[CONSIGNE 1]: Restituez fidèlement le passage de l'entretien avec Txetx qui s'étend de « C’est ce qu’il » jusqu'à « rappelles ton cheminement... ».

[EXTRAIT FOURNI]:
Comment, né Jean-Noël Etcheverry au mitan des années soixante, devient-il Txetx, co-fondateur du mouvement Bizi ! (Vivre !) et d’Alternatiba ? Comment passe-t-il de la nécessaire clandestinité du mouvement séparatiste basque à la non moins nécessaire transparence du 8 avril 2017, jour J du désarmement de l’ETA ?

C’est ce qu’il a accepté de nous confier de sa voix chaude et rocailleuse lors d’un long entretien.

ANV. Nous ne pouvons pas commencer cette interview sans que tu nous rappelles ton cheminement...
 

TXETX. J’ai commencé à militer quand j’étais adolescent. Je viens de la campagne basque et ne suis pas issu d’un milieu militant ; mes parents étaient de droite. Assez jeune, j’ai pris conscience de l’injustice du monde, en particulier de la situation du Tiers monde. J’ai compris que les gens ne crevaient pas de faim parce qu’il faisait chaud dans leur pays mais que c’était dû à un échange non équitable, à la colonisation, au capitalisme. À la même époque, je rentre dans le mouvement basque Abertzale que vous appelez « nationaliste » mais que je n’ai jamais vécu comme ça ! Le mot français « nationaliste » sonne très mal à mes oreilles, il semble vouloir privilégier sa nation par rapport aux autres. Nous préférons le traduire par Arbasoen Herriaren Zainzaleak, c’est-à-dire « les gardiens du pays des ancêtres ». Cette définition, étymologique, est belle parce qu’effectivement elle fait apparaître le devoir de transmettre ce qu’on a reçu aux générations à venir.

[SUPPORT DE TRAVAIL]:
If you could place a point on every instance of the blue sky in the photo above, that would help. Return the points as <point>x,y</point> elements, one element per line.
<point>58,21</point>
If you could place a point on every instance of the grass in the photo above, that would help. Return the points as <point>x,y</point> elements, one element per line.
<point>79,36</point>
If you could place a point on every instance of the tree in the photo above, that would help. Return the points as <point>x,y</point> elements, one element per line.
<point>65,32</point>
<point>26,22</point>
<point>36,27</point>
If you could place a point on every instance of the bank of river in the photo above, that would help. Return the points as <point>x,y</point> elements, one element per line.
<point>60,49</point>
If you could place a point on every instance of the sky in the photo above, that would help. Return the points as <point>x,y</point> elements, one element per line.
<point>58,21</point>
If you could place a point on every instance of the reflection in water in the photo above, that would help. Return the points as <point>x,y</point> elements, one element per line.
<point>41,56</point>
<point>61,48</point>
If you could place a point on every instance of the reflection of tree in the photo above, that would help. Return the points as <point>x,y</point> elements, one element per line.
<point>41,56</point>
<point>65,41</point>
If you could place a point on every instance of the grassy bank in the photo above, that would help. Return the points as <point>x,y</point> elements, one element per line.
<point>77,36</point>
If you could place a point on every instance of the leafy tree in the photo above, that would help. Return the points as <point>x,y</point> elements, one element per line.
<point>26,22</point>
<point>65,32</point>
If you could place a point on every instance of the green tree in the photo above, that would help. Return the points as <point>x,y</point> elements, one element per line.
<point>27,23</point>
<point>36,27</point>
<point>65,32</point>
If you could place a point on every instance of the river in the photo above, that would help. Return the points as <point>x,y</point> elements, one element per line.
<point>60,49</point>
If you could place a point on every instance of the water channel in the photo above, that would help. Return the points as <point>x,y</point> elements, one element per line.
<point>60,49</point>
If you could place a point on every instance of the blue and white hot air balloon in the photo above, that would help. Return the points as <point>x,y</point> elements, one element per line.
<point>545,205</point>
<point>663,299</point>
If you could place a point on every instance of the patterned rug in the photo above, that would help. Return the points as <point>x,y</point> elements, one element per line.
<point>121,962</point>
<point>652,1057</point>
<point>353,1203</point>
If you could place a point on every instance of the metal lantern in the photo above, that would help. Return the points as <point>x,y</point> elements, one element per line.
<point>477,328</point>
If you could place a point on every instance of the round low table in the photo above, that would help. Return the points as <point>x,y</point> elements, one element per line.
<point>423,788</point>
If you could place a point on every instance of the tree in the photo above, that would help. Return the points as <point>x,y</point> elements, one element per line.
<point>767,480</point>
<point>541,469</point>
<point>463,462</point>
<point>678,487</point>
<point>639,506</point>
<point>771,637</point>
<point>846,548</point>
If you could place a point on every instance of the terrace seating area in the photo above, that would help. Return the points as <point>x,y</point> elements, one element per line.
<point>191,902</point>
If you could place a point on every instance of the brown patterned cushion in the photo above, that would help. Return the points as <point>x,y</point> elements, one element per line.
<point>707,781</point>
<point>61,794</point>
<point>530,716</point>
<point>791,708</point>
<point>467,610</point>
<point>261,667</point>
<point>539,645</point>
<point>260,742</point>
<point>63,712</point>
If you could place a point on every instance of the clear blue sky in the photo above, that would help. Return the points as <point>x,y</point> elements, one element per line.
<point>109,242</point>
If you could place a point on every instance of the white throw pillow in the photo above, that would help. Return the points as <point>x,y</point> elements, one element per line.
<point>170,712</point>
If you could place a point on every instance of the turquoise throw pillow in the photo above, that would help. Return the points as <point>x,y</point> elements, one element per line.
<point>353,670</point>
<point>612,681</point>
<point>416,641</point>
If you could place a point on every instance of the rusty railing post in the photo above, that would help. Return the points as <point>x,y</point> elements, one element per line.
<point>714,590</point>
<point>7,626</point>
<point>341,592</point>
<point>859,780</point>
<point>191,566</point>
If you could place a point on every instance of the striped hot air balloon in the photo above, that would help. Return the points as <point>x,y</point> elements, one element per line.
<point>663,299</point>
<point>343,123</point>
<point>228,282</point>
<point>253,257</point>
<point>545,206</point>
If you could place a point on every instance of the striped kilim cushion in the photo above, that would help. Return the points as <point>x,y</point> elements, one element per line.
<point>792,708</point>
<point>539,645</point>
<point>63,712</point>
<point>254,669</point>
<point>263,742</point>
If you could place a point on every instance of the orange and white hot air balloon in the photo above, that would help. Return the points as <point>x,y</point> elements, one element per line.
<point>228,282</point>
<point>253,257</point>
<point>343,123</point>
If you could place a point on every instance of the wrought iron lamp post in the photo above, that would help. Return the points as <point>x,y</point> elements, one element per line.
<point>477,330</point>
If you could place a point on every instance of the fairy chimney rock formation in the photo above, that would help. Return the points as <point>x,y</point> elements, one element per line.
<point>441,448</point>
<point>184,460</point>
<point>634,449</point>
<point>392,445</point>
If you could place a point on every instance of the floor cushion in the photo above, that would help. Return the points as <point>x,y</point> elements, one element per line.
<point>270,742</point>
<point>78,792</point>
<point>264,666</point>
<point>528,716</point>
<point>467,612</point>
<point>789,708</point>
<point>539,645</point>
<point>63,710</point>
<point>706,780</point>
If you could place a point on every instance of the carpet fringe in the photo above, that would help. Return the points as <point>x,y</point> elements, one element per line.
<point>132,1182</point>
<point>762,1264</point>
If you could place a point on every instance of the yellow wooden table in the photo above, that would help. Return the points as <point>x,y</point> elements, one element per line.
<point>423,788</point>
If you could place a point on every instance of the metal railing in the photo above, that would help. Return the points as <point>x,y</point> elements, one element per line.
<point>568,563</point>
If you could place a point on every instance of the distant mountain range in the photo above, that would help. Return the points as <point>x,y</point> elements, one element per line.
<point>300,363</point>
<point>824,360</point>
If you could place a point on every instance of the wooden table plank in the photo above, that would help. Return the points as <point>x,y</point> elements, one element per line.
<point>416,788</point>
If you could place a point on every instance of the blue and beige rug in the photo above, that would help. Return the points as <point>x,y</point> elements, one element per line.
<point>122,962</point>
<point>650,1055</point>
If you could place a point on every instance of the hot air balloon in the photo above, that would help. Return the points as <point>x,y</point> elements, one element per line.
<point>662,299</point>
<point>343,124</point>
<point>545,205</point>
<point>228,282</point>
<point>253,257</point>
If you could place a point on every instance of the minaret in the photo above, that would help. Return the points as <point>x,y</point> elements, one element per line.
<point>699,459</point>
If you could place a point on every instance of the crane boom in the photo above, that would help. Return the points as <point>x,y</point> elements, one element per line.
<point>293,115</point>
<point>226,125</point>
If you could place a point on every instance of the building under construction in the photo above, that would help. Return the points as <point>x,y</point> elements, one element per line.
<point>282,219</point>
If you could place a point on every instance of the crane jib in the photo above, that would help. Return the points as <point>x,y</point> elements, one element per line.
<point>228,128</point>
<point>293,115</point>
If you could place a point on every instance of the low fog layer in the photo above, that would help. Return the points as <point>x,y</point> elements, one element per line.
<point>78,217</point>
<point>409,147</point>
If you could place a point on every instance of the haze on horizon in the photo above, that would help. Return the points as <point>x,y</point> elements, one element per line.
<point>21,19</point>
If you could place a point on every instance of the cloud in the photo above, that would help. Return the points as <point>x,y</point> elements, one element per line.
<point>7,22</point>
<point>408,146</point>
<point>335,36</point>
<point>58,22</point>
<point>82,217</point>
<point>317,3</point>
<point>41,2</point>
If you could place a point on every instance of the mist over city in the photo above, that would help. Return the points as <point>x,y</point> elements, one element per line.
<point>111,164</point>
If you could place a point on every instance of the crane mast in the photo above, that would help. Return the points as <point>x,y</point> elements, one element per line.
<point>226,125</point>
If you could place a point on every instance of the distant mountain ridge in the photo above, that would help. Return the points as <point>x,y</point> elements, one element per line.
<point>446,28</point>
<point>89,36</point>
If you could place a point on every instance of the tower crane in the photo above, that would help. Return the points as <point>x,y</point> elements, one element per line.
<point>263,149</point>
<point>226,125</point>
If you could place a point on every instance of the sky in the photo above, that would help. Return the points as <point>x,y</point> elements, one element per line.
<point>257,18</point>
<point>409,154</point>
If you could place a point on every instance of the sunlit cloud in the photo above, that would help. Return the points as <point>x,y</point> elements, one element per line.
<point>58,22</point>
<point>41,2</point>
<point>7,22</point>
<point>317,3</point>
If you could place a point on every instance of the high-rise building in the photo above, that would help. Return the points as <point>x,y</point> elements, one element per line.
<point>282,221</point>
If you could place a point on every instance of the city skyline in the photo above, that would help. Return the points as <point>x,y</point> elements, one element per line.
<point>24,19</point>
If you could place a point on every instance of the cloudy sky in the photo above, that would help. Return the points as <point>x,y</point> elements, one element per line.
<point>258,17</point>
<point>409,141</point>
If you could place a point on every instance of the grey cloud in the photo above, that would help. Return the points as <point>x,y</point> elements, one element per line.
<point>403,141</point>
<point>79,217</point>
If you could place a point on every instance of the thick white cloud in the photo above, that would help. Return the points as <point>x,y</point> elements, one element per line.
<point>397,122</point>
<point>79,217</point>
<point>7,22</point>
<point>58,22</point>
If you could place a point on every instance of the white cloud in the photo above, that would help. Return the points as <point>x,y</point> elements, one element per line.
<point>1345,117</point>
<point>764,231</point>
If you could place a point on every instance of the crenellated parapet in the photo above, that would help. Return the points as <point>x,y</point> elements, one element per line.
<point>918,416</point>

[CONSIGNE 2]: Dans les entrées ci-dessus, transcrivez à l'identique tout ce qui va de la ligne contenant « of the rusty » jusqu'à la ligne contenant « <point>191,566</point> », ces deux lignes comprises.

[RÉPONSE CORRECTE 1]:
C’est ce qu’il a accepté de nous confier de sa voix chaude et rocailleuse lors d’un long entretien.

ANV. Nous ne pouvons pas commencer cette interview sans que tu nous rappelles ton cheminement...

[RÉPONSE CORRECTE 2]:
If you could place a point on every instance of the rusty railing post in the photo above, that would help. Return the points as <point>x,y</point> elements, one element per line.
<point>714,590</point>
<point>7,626</point>
<point>341,592</point>
<point>859,780</point>
<point>191,566</point>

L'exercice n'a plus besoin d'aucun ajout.